Dataset items
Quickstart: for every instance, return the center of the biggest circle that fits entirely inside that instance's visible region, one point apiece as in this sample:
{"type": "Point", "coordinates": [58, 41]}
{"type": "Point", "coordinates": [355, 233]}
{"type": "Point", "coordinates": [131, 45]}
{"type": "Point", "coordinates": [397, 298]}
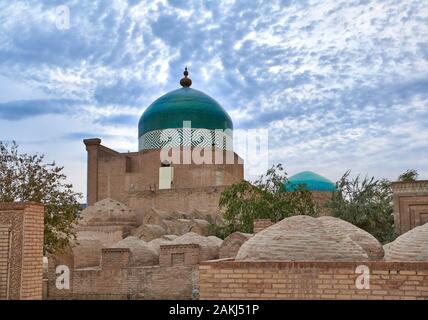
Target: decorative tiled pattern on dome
{"type": "Point", "coordinates": [168, 138]}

EXERCISE GOAL: From the data above, pull out every line that contains the string "coordinates".

WORKED ANSWER:
{"type": "Point", "coordinates": [58, 41]}
{"type": "Point", "coordinates": [355, 233]}
{"type": "Point", "coordinates": [131, 45]}
{"type": "Point", "coordinates": [397, 298]}
{"type": "Point", "coordinates": [168, 138]}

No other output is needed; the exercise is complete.